▶ _Problem_: Output only the lines from the one containing "object=reddish-purple leaf" up to and including the final line, with "detection" replaced by "bounding box" and everything else left unchanged.

▶ _Material for this exercise_:
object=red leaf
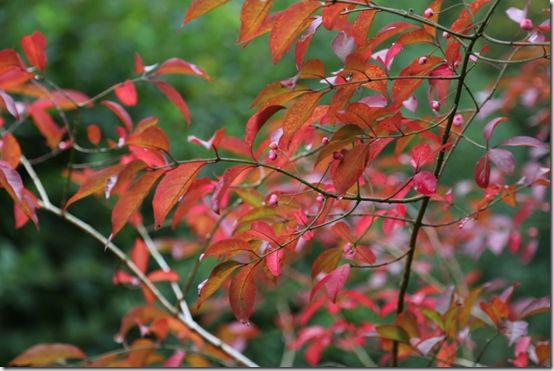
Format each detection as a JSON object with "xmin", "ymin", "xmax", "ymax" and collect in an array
[
  {"xmin": 21, "ymin": 31, "xmax": 46, "ymax": 71},
  {"xmin": 196, "ymin": 261, "xmax": 242, "ymax": 308},
  {"xmin": 229, "ymin": 264, "xmax": 256, "ymax": 323},
  {"xmin": 183, "ymin": 0, "xmax": 229, "ymax": 25},
  {"xmin": 152, "ymin": 162, "xmax": 205, "ymax": 228},
  {"xmin": 488, "ymin": 148, "xmax": 515, "ymax": 175},
  {"xmin": 131, "ymin": 238, "xmax": 150, "ymax": 273},
  {"xmin": 125, "ymin": 126, "xmax": 169, "ymax": 152},
  {"xmin": 325, "ymin": 264, "xmax": 350, "ymax": 303},
  {"xmin": 152, "ymin": 80, "xmax": 190, "ymax": 125},
  {"xmin": 156, "ymin": 58, "xmax": 211, "ymax": 81},
  {"xmin": 0, "ymin": 133, "xmax": 21, "ymax": 169},
  {"xmin": 100, "ymin": 100, "xmax": 133, "ymax": 132},
  {"xmin": 473, "ymin": 153, "xmax": 491, "ymax": 188},
  {"xmin": 281, "ymin": 92, "xmax": 323, "ymax": 148},
  {"xmin": 211, "ymin": 165, "xmax": 252, "ymax": 214},
  {"xmin": 163, "ymin": 350, "xmax": 187, "ymax": 368},
  {"xmin": 115, "ymin": 80, "xmax": 137, "ymax": 106},
  {"xmin": 237, "ymin": 0, "xmax": 273, "ymax": 44},
  {"xmin": 269, "ymin": 0, "xmax": 321, "ymax": 63},
  {"xmin": 265, "ymin": 248, "xmax": 285, "ymax": 277},
  {"xmin": 413, "ymin": 171, "xmax": 437, "ymax": 196},
  {"xmin": 87, "ymin": 124, "xmax": 102, "ymax": 146},
  {"xmin": 483, "ymin": 117, "xmax": 508, "ymax": 143},
  {"xmin": 204, "ymin": 238, "xmax": 254, "ymax": 258},
  {"xmin": 331, "ymin": 144, "xmax": 369, "ymax": 195},
  {"xmin": 64, "ymin": 165, "xmax": 122, "ymax": 209},
  {"xmin": 112, "ymin": 169, "xmax": 165, "ymax": 236},
  {"xmin": 244, "ymin": 106, "xmax": 285, "ymax": 149},
  {"xmin": 147, "ymin": 269, "xmax": 179, "ymax": 282},
  {"xmin": 8, "ymin": 343, "xmax": 86, "ymax": 367}
]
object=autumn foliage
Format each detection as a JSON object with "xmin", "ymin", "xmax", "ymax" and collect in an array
[{"xmin": 0, "ymin": 0, "xmax": 551, "ymax": 367}]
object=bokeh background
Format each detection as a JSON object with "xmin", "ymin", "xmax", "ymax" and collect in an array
[{"xmin": 0, "ymin": 0, "xmax": 551, "ymax": 366}]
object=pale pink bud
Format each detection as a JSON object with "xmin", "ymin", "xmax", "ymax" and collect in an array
[
  {"xmin": 267, "ymin": 150, "xmax": 277, "ymax": 161},
  {"xmin": 452, "ymin": 113, "xmax": 464, "ymax": 126},
  {"xmin": 519, "ymin": 18, "xmax": 533, "ymax": 31},
  {"xmin": 268, "ymin": 193, "xmax": 279, "ymax": 207}
]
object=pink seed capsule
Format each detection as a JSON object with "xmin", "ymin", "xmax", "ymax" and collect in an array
[
  {"xmin": 268, "ymin": 193, "xmax": 279, "ymax": 207},
  {"xmin": 452, "ymin": 113, "xmax": 464, "ymax": 126},
  {"xmin": 267, "ymin": 150, "xmax": 277, "ymax": 161},
  {"xmin": 519, "ymin": 18, "xmax": 533, "ymax": 31}
]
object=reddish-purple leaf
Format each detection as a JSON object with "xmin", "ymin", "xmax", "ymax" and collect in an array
[
  {"xmin": 152, "ymin": 80, "xmax": 191, "ymax": 125},
  {"xmin": 488, "ymin": 148, "xmax": 515, "ymax": 175},
  {"xmin": 229, "ymin": 264, "xmax": 257, "ymax": 323},
  {"xmin": 413, "ymin": 171, "xmax": 437, "ymax": 196},
  {"xmin": 112, "ymin": 169, "xmax": 165, "ymax": 236},
  {"xmin": 115, "ymin": 80, "xmax": 137, "ymax": 106},
  {"xmin": 152, "ymin": 162, "xmax": 205, "ymax": 228},
  {"xmin": 21, "ymin": 31, "xmax": 47, "ymax": 71},
  {"xmin": 8, "ymin": 343, "xmax": 86, "ymax": 367},
  {"xmin": 483, "ymin": 117, "xmax": 508, "ymax": 143},
  {"xmin": 473, "ymin": 153, "xmax": 491, "ymax": 188}
]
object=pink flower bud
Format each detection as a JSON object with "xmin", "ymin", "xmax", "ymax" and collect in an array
[
  {"xmin": 452, "ymin": 113, "xmax": 464, "ymax": 126},
  {"xmin": 268, "ymin": 193, "xmax": 279, "ymax": 207},
  {"xmin": 519, "ymin": 18, "xmax": 533, "ymax": 31},
  {"xmin": 267, "ymin": 150, "xmax": 277, "ymax": 161}
]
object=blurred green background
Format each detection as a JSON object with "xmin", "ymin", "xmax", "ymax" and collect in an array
[{"xmin": 0, "ymin": 0, "xmax": 550, "ymax": 366}]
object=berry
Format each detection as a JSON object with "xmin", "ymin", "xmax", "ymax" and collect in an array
[
  {"xmin": 452, "ymin": 113, "xmax": 464, "ymax": 126},
  {"xmin": 519, "ymin": 18, "xmax": 533, "ymax": 31},
  {"xmin": 267, "ymin": 150, "xmax": 277, "ymax": 161},
  {"xmin": 268, "ymin": 193, "xmax": 279, "ymax": 207}
]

▶ _Exercise answer_:
object=reddish-purple leaf
Format each bounding box as a JSON object with "xmin", "ymin", "xmax", "ymax" and collect in an array
[
  {"xmin": 152, "ymin": 80, "xmax": 191, "ymax": 125},
  {"xmin": 488, "ymin": 148, "xmax": 515, "ymax": 175},
  {"xmin": 229, "ymin": 264, "xmax": 257, "ymax": 323},
  {"xmin": 413, "ymin": 171, "xmax": 437, "ymax": 196},
  {"xmin": 112, "ymin": 169, "xmax": 165, "ymax": 236},
  {"xmin": 115, "ymin": 80, "xmax": 137, "ymax": 106},
  {"xmin": 152, "ymin": 162, "xmax": 205, "ymax": 228},
  {"xmin": 21, "ymin": 31, "xmax": 47, "ymax": 71},
  {"xmin": 8, "ymin": 343, "xmax": 86, "ymax": 367},
  {"xmin": 483, "ymin": 117, "xmax": 508, "ymax": 143},
  {"xmin": 473, "ymin": 153, "xmax": 491, "ymax": 188}
]
object=pink flower bud
Format each bounding box as a JSON object with "xmin", "ymin", "xmax", "ymax" and collect in an array
[
  {"xmin": 452, "ymin": 113, "xmax": 464, "ymax": 126},
  {"xmin": 268, "ymin": 193, "xmax": 279, "ymax": 207},
  {"xmin": 519, "ymin": 18, "xmax": 533, "ymax": 31},
  {"xmin": 267, "ymin": 150, "xmax": 277, "ymax": 161}
]
object=blurred green background
Format each bounding box as a JSON object with "xmin", "ymin", "xmax", "ymax" and collect in an array
[{"xmin": 0, "ymin": 0, "xmax": 550, "ymax": 366}]
object=berry
Format each bounding box as a JSON object with "xmin", "ymin", "xmax", "ymax" and collect in an array
[
  {"xmin": 452, "ymin": 113, "xmax": 464, "ymax": 126},
  {"xmin": 519, "ymin": 18, "xmax": 533, "ymax": 31},
  {"xmin": 267, "ymin": 150, "xmax": 277, "ymax": 161},
  {"xmin": 268, "ymin": 193, "xmax": 279, "ymax": 207}
]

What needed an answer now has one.